Text provided |
Entry: Angels in our midst Monday, May 09, 2005




I love nurses and doctors.

No, lah, not the game and not in that kinky way.

They are our unsung heros.

Well, some may argue that they are paid to do their jobs. 

In my opinion, unless you are altruistic to some degree, you can't work in a hospital.

 

I was a medic in the army.

As an instructor, I had the privilege to work in hospital wards alongside nurses and doctors for several weeks.

Imagine having to tend to patients round the clock, feed them, clean them, clear their waste etc etc.  Although the patients are mere strangers, the care they receive from the medical staff will not fall short of that given by any family member.

 

We were hit by SARS in 2003.

Docs and nurses did not shirk from their duties for fear of their lives.

Instead, they stuck to their guns to battle the deadly disease.

I'm not sure if I'd have the guts to do so.

Task objective | Return the blog entry about nurses and doctors word for word, in full. The items that come next are from a different source than the blog entry.

Material supplied |
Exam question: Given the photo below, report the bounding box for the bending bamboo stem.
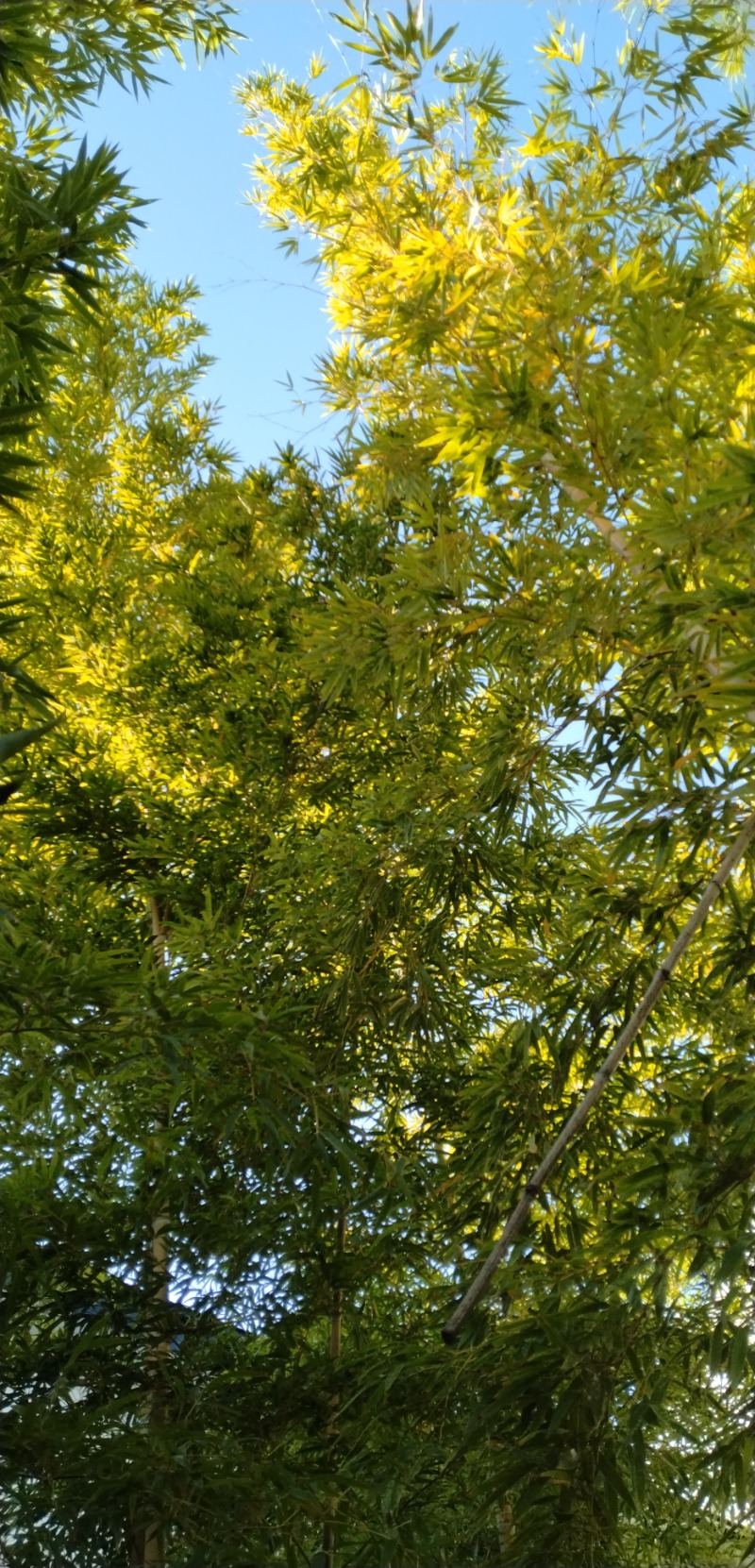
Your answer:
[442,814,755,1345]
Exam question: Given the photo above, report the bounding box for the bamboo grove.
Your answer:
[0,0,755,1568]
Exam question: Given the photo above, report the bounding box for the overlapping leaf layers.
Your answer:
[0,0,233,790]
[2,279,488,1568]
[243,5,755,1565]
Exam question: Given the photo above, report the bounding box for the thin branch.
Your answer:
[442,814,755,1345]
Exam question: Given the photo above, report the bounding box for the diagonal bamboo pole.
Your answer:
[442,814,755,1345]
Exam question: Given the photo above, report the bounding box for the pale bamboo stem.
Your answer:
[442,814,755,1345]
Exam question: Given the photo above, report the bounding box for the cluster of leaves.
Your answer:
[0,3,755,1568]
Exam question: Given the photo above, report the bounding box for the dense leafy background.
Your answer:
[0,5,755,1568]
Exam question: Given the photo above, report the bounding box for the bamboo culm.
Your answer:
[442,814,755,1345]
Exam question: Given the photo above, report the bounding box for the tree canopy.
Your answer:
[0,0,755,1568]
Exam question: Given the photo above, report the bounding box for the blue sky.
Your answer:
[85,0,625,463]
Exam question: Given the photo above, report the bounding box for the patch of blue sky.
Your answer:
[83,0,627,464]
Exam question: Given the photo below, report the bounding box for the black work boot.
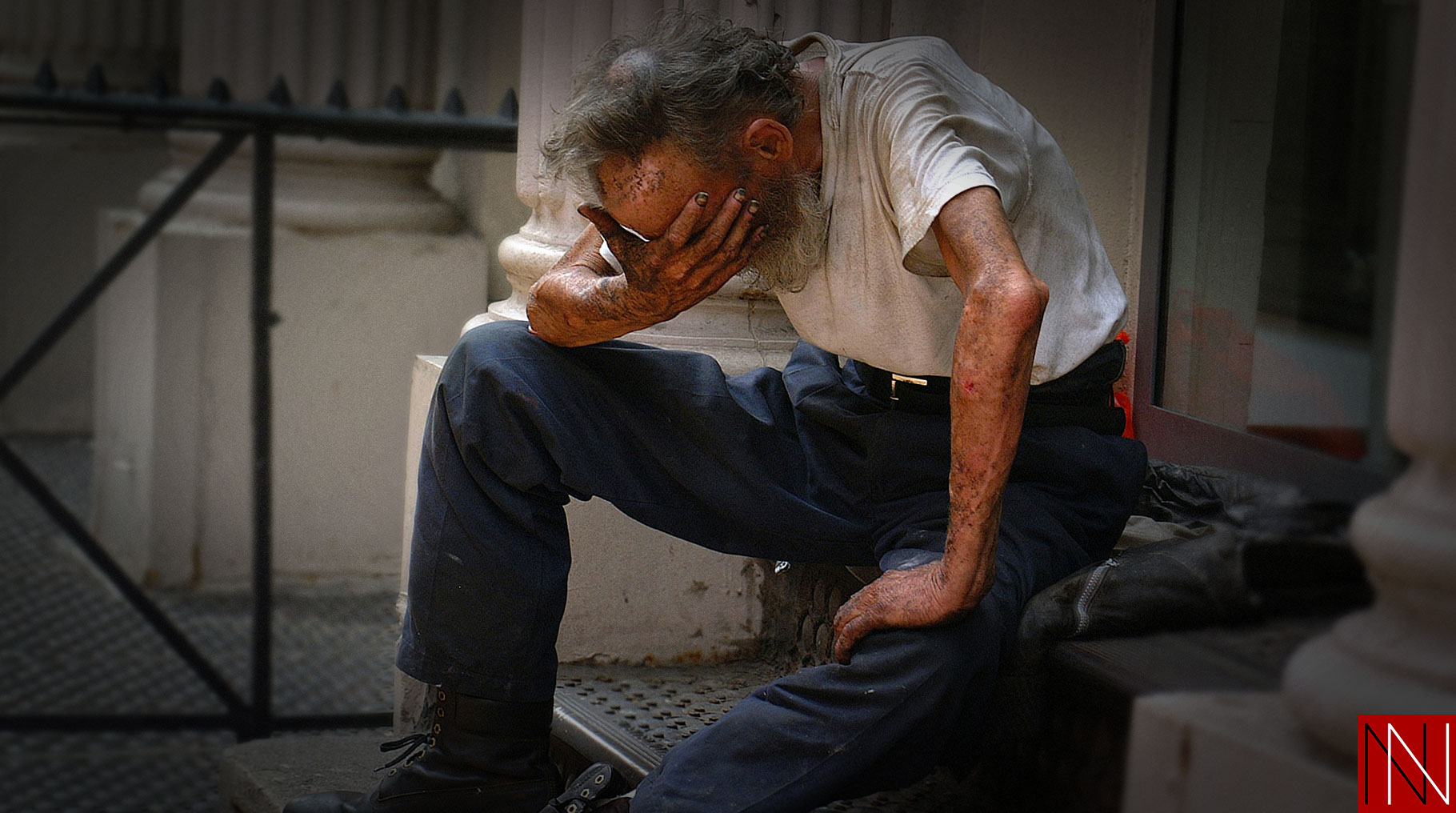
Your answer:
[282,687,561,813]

Final answer |
Entry: Angels in our midst Monday, May 09, 2005




I love nurses and doctors.

No, lah, not the game and not in that kinky way.

They are our unsung heros.

Well, some may argue that they are paid to do their jobs. 

In my opinion, unless you are altruistic to some degree, you can't work in a hospital.

 

I was a medic in the army.

As an instructor, I had the privilege to work in hospital wards alongside nurses and doctors for several weeks.

Imagine having to tend to patients round the clock, feed them, clean them, clear their waste etc etc.  Although the patients are mere strangers, the care they receive from the medical staff will not fall short of that given by any family member.

 

We were hit by SARS in 2003.

Docs and nurses did not shirk from their duties for fear of their lives.

Instead, they stuck to their guns to battle the deadly disease.

I'm not sure if I'd have the guts to do so.